_AIM OF THE EXERCISE_.
Below are entries. Reproduce exactly the lines between the line holding "A single pin marks each instance of the tower cornice." and the line holding "A single pin marks each instance of the red wooden", inclusive, and only those.

_DATA EXCERPTS_.

[Start of section]

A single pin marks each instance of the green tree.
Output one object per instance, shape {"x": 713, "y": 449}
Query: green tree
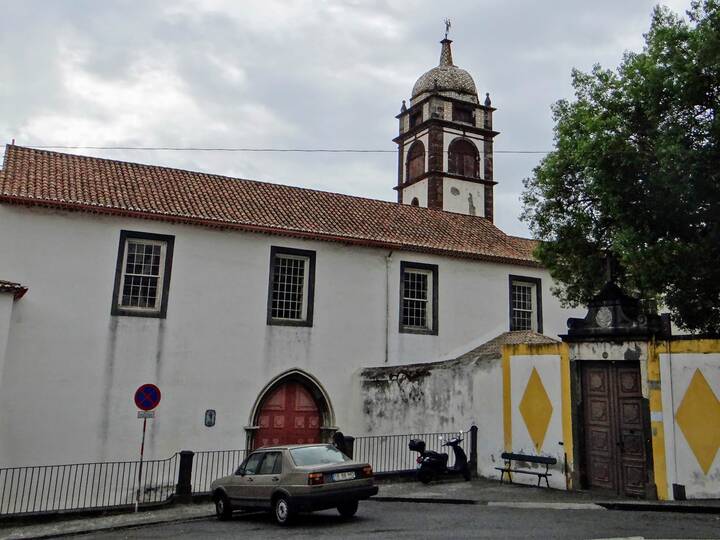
{"x": 635, "y": 174}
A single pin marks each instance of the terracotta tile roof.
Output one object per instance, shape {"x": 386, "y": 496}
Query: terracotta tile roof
{"x": 53, "y": 179}
{"x": 524, "y": 245}
{"x": 13, "y": 288}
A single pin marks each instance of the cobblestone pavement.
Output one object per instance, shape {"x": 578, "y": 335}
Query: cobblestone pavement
{"x": 412, "y": 520}
{"x": 484, "y": 496}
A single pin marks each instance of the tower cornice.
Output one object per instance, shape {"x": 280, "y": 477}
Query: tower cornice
{"x": 465, "y": 128}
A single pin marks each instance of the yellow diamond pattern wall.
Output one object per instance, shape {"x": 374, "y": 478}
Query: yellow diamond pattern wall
{"x": 536, "y": 409}
{"x": 698, "y": 417}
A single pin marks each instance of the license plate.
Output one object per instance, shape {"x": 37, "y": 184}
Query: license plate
{"x": 343, "y": 476}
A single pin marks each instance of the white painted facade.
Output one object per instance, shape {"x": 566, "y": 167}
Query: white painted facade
{"x": 416, "y": 191}
{"x": 70, "y": 368}
{"x": 463, "y": 197}
{"x": 6, "y": 306}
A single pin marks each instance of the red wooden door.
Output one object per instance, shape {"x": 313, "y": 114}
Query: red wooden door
{"x": 289, "y": 415}
{"x": 615, "y": 434}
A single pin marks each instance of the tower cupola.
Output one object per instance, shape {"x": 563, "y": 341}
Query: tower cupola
{"x": 445, "y": 152}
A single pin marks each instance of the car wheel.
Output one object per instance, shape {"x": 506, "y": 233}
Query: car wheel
{"x": 425, "y": 476}
{"x": 281, "y": 510}
{"x": 348, "y": 509}
{"x": 223, "y": 508}
{"x": 466, "y": 474}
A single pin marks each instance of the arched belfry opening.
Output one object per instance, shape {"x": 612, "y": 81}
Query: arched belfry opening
{"x": 416, "y": 161}
{"x": 293, "y": 408}
{"x": 463, "y": 158}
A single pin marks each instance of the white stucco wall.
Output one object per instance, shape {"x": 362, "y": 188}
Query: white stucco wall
{"x": 6, "y": 305}
{"x": 71, "y": 369}
{"x": 463, "y": 197}
{"x": 419, "y": 190}
{"x": 683, "y": 467}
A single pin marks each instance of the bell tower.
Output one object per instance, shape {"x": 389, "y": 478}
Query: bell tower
{"x": 445, "y": 144}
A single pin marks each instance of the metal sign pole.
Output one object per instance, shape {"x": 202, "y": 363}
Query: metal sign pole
{"x": 142, "y": 451}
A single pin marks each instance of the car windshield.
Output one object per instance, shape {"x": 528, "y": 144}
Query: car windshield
{"x": 317, "y": 455}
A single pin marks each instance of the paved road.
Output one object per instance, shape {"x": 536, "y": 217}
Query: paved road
{"x": 413, "y": 520}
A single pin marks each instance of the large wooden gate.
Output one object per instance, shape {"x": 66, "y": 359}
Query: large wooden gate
{"x": 614, "y": 427}
{"x": 288, "y": 415}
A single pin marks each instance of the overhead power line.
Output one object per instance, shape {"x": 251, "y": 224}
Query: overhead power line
{"x": 232, "y": 149}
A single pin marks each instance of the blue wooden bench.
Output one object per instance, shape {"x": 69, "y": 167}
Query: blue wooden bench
{"x": 511, "y": 458}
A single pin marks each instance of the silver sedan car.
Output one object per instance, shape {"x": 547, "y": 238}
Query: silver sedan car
{"x": 295, "y": 478}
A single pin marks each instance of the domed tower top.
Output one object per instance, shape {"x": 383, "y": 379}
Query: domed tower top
{"x": 446, "y": 79}
{"x": 445, "y": 142}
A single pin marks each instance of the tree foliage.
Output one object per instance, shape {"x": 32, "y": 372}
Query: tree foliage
{"x": 635, "y": 174}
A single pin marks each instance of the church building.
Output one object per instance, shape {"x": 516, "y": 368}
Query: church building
{"x": 249, "y": 304}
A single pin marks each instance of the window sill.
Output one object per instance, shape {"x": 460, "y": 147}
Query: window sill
{"x": 122, "y": 312}
{"x": 415, "y": 330}
{"x": 288, "y": 322}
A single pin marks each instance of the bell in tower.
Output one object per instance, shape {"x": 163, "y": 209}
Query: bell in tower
{"x": 445, "y": 152}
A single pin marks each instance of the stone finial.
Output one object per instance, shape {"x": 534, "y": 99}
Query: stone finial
{"x": 446, "y": 53}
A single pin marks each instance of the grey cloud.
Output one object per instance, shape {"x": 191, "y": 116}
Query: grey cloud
{"x": 294, "y": 74}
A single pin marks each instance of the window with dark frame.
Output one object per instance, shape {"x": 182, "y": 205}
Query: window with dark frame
{"x": 291, "y": 288}
{"x": 418, "y": 298}
{"x": 525, "y": 303}
{"x": 142, "y": 274}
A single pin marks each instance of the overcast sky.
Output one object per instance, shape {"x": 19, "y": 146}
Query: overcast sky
{"x": 294, "y": 74}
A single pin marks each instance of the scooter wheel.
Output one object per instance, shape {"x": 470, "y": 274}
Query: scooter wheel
{"x": 425, "y": 476}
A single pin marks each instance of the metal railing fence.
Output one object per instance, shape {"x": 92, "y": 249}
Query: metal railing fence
{"x": 213, "y": 464}
{"x": 85, "y": 486}
{"x": 106, "y": 485}
{"x": 390, "y": 453}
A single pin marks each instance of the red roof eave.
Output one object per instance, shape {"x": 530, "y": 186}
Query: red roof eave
{"x": 296, "y": 233}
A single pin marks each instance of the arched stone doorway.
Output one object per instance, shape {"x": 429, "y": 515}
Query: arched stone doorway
{"x": 292, "y": 409}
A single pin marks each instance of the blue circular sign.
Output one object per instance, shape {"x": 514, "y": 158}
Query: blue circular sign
{"x": 147, "y": 397}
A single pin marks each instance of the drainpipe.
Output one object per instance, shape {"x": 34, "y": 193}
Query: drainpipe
{"x": 388, "y": 262}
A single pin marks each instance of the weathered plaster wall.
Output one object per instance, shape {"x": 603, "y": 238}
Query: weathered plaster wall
{"x": 431, "y": 398}
{"x": 690, "y": 416}
{"x": 66, "y": 354}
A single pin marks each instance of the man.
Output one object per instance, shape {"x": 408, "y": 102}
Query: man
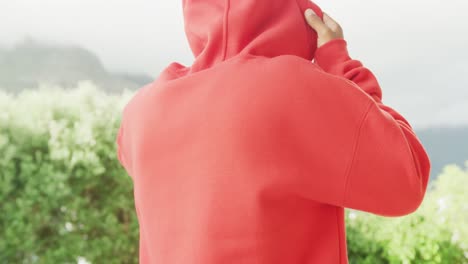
{"x": 251, "y": 154}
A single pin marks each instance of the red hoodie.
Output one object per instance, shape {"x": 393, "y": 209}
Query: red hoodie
{"x": 251, "y": 154}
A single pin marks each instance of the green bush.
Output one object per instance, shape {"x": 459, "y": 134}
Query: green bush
{"x": 63, "y": 193}
{"x": 436, "y": 233}
{"x": 65, "y": 197}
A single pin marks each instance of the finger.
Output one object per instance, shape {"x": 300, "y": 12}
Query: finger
{"x": 330, "y": 22}
{"x": 315, "y": 22}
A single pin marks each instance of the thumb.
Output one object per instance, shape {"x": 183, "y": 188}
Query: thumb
{"x": 315, "y": 22}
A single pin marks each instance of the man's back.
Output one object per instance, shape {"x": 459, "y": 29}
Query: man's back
{"x": 253, "y": 159}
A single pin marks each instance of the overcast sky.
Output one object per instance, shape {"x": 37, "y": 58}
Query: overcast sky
{"x": 417, "y": 49}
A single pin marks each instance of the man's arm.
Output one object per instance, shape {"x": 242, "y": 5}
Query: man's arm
{"x": 390, "y": 168}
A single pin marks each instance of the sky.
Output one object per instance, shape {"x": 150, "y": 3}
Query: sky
{"x": 416, "y": 49}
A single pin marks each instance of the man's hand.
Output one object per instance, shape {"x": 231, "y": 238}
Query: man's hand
{"x": 327, "y": 29}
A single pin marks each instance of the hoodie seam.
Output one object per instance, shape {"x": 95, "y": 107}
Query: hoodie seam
{"x": 225, "y": 30}
{"x": 354, "y": 153}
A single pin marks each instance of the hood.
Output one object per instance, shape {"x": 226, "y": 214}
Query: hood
{"x": 220, "y": 29}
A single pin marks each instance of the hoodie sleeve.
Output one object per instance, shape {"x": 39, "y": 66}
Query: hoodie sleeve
{"x": 389, "y": 169}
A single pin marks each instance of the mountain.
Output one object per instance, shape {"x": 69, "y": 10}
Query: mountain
{"x": 30, "y": 62}
{"x": 445, "y": 145}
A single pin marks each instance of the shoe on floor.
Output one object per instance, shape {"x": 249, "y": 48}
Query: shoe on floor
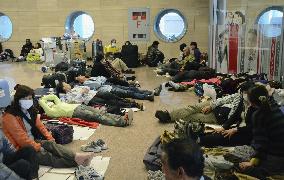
{"x": 91, "y": 147}
{"x": 163, "y": 116}
{"x": 87, "y": 173}
{"x": 150, "y": 97}
{"x": 102, "y": 144}
{"x": 158, "y": 90}
{"x": 129, "y": 117}
{"x": 129, "y": 71}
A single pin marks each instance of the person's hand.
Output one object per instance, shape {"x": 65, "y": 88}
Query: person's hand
{"x": 245, "y": 165}
{"x": 219, "y": 130}
{"x": 206, "y": 109}
{"x": 229, "y": 132}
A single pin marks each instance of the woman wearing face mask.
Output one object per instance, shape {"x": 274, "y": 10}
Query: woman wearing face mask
{"x": 22, "y": 127}
{"x": 112, "y": 48}
{"x": 268, "y": 136}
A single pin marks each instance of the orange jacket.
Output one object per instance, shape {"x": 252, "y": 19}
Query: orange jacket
{"x": 15, "y": 130}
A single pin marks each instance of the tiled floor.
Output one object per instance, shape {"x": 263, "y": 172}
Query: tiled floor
{"x": 127, "y": 146}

[End of section]

_TASK ANSWER_.
A single pin marks each instance of the tower cornice.
Output one object per instance, shape {"x": 280, "y": 477}
Query: tower cornice
{"x": 465, "y": 128}
A single pin marks each instance of the yellow diamond pattern wall.
Output one object per instance, shape {"x": 374, "y": 478}
Query: yellow diamond pattern wall
{"x": 536, "y": 409}
{"x": 698, "y": 417}
A single pin marks each instance of the license plate.
Output one object per instance, shape {"x": 37, "y": 184}
Query: license plate
{"x": 343, "y": 476}
A single pin marks each instance of the white painted facade.
Output one object per instance, shape {"x": 566, "y": 167}
Query: white painted facade
{"x": 416, "y": 191}
{"x": 70, "y": 368}
{"x": 463, "y": 197}
{"x": 6, "y": 306}
A single pin marks each instance of the red wooden door.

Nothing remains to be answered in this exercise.